Items from a data source:

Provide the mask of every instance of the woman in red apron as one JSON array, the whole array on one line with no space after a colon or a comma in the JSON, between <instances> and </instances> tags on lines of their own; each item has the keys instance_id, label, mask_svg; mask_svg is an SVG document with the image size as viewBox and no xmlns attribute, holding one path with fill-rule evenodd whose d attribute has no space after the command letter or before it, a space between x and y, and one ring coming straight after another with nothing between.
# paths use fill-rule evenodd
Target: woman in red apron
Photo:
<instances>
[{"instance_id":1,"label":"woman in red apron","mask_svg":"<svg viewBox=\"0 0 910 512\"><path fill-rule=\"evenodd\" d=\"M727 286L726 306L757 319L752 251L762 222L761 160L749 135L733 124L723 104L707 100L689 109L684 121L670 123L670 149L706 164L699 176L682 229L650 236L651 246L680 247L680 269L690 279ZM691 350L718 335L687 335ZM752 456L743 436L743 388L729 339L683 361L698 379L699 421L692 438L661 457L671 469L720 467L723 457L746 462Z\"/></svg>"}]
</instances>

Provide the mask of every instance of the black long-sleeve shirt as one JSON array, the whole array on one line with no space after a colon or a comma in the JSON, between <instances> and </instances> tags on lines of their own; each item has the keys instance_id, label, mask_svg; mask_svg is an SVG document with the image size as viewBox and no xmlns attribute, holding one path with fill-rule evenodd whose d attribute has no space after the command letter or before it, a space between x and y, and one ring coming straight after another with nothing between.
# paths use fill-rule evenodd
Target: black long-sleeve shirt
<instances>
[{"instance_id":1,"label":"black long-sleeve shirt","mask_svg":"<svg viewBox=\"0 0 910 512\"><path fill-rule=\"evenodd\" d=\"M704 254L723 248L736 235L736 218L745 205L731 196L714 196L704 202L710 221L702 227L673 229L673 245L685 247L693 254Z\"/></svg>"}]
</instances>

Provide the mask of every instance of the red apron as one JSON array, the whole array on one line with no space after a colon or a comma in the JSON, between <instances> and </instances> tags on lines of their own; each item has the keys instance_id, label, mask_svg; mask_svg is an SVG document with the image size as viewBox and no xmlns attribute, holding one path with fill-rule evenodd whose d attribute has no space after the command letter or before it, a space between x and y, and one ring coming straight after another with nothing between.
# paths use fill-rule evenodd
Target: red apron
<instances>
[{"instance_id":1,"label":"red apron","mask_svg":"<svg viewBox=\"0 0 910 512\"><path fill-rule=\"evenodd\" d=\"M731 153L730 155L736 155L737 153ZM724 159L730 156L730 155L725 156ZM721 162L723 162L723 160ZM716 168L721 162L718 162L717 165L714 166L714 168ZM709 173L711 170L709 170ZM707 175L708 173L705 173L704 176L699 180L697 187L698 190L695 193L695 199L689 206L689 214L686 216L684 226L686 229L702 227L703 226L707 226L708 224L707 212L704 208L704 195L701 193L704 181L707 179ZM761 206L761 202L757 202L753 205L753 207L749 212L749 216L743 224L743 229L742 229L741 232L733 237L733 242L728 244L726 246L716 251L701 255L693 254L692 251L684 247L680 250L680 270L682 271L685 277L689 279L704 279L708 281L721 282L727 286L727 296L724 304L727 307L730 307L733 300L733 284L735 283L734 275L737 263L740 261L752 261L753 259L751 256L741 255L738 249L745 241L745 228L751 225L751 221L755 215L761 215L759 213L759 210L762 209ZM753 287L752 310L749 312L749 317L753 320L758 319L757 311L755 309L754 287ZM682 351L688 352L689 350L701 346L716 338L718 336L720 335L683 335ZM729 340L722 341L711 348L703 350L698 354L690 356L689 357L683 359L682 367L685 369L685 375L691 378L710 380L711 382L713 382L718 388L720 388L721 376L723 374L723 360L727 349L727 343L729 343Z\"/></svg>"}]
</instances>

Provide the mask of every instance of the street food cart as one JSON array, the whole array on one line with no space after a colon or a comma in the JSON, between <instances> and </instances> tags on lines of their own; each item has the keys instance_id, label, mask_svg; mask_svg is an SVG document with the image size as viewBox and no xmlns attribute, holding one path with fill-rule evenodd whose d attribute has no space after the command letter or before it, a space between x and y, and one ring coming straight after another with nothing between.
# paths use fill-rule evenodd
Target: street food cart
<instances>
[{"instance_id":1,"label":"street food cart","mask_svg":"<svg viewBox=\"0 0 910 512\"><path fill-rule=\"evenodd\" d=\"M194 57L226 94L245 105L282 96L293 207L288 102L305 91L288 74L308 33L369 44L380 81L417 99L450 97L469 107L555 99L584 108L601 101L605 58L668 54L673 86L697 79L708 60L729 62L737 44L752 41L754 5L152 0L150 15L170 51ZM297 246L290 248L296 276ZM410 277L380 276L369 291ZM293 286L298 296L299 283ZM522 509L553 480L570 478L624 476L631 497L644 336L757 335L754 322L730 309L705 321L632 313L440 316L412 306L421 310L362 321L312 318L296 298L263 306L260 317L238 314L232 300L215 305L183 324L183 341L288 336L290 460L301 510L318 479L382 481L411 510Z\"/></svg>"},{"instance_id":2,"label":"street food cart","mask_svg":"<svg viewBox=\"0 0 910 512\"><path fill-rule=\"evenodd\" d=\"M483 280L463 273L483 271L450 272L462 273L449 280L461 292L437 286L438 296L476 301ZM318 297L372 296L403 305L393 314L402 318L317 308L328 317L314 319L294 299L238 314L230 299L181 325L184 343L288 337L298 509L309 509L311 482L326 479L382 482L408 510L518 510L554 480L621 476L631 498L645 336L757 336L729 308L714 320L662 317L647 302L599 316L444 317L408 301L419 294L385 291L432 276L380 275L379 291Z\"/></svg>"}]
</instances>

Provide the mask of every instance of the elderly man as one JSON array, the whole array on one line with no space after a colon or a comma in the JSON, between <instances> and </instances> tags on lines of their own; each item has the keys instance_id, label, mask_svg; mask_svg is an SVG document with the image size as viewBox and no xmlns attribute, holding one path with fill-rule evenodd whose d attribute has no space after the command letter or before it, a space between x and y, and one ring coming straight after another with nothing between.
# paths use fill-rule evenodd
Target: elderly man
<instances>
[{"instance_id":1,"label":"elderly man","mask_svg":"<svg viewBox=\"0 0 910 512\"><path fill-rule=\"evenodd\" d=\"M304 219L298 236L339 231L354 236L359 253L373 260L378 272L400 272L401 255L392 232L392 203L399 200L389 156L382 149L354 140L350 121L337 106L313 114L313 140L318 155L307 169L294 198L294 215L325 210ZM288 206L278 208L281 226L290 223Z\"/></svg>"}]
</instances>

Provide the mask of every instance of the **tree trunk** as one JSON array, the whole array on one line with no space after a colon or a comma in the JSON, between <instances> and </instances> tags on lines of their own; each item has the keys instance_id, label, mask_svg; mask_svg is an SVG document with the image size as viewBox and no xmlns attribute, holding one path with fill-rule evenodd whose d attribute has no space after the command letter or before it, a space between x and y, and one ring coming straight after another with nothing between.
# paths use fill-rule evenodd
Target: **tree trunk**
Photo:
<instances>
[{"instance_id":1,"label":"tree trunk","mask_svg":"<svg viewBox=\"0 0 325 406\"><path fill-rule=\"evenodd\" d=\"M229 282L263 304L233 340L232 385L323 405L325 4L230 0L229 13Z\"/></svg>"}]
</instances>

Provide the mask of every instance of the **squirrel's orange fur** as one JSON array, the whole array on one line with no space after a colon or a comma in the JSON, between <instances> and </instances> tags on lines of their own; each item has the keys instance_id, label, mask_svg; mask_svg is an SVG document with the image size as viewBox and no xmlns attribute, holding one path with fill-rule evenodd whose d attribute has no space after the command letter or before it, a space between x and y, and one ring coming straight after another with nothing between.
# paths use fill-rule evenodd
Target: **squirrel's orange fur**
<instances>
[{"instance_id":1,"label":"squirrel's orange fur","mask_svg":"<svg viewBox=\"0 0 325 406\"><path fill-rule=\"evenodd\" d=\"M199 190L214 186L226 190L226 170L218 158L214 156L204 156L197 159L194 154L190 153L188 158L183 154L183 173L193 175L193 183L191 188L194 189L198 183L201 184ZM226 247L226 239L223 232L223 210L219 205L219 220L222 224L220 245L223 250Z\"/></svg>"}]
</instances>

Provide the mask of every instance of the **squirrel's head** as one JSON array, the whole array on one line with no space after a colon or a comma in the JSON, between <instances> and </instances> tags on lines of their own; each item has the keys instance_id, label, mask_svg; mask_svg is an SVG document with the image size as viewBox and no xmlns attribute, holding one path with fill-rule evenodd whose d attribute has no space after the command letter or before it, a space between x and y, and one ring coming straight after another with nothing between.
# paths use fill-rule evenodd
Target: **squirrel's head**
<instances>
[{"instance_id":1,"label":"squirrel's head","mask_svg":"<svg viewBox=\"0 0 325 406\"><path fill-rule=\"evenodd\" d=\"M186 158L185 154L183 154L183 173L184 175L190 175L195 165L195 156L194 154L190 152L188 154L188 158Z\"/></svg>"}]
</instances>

### WRITTEN TASK
Can you give the lines of the listing from the one containing "Provide the mask of every instance of the **squirrel's head**" through the end of the listing as a numbered list, both ends included and blank lines left out?

### EXERCISE RESPONSE
1. Provide the mask of every instance of the **squirrel's head** as one JSON array, the whole array on one line with no space after a colon or a comma in the JSON, between <instances> and </instances> tags on lines of their own; each item has the keys instance_id, label, mask_svg; mask_svg is an SVG document with the image size as viewBox and no xmlns attribute, holding one path with fill-rule evenodd whose d attribute has no space after the command letter or before it, a space between x and y, and one ring coming straight after another with nothing between.
2. # paths use fill-rule evenodd
3. Target: **squirrel's head**
4. <instances>
5. [{"instance_id":1,"label":"squirrel's head","mask_svg":"<svg viewBox=\"0 0 325 406\"><path fill-rule=\"evenodd\" d=\"M186 158L185 154L183 154L183 173L184 175L190 175L195 165L195 156L194 154L190 152L188 154L188 158Z\"/></svg>"}]
6. </instances>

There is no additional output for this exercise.